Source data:
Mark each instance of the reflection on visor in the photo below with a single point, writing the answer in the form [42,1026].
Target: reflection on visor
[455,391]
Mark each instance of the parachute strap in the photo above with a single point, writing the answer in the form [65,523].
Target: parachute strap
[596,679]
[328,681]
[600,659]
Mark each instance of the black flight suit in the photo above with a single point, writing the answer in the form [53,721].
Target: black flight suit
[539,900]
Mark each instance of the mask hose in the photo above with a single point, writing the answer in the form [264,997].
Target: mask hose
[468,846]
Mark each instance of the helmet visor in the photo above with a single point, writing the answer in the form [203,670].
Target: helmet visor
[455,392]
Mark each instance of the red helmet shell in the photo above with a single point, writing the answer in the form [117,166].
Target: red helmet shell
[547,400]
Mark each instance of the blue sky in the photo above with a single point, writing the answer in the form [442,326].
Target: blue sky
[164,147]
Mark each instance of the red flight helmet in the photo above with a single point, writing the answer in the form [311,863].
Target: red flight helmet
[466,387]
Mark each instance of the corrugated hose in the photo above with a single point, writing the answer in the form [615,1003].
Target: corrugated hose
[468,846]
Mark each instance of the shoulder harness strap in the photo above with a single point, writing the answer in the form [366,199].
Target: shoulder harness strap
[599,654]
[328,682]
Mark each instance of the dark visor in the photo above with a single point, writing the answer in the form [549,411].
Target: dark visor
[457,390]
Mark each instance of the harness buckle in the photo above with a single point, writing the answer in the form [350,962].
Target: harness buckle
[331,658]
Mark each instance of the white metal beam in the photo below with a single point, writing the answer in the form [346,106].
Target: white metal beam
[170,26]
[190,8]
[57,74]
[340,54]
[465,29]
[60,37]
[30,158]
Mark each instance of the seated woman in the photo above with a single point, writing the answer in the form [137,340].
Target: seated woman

ABOUT THIS TASK:
Make an exact copy of every entry.

ANSWER FOR THE TASK:
Mark each instance of the reflection on visor in the photo below with a single point, writing the answer in the form [42,1026].
Target: reflection on visor
[455,391]
Mark each instance of the parachute strap in the photo above with a single point, writing the answer in the form [65,523].
Target: parachute strap
[596,679]
[328,681]
[600,659]
Mark each instance of the black flight suit in the photo above with a single point, writing the answer in the form [53,721].
Target: black flight suit
[539,900]
Mark each instance of the mask hose in the photo above with a single point, writing the answer in the form [264,997].
Target: mask hose
[468,846]
Mark each instance of the helmet visor in the photo above with a single point, writing the answer in the form [203,670].
Target: helmet visor
[455,392]
Mark each instance of the red helmet shell in the photo above with a single point, writing the answer in the form [117,166].
Target: red helmet shell
[547,400]
Mark each instance of the blue sky in the photo above with a single point, writing the answer in the form [442,326].
Target: blue sky
[164,147]
Mark each instance of the red flight helmet in the photo above with a single point, writing the answer in the form [311,863].
Target: red flight helmet
[466,387]
Mark each instance of the corrugated hose in the photo above with a single point, writing the answer in the form [615,1003].
Target: corrugated hose
[468,846]
Mark each instance of the shoulder harness strap in the photo above with a single point, writing the answer in the form [366,199].
Target: shoulder harness strap
[599,654]
[328,682]
Mark each instance of the dark visor in the photo above with a single point, writing the answer in the form [549,411].
Target: dark visor
[457,390]
Mark each instance of the harness buckle in the photo above with a single point, writing the answer in the form [350,962].
Target: harness buckle
[331,658]
Mark each instance of the white metal beam in the photo below with a single point, writing the answer in the form [346,106].
Target: white metal beam
[170,26]
[190,8]
[57,74]
[340,54]
[465,29]
[60,37]
[30,158]
Mark each instance of the seated woman in the photo above with a single point, writing the answer in the form [137,340].
Target: seated woman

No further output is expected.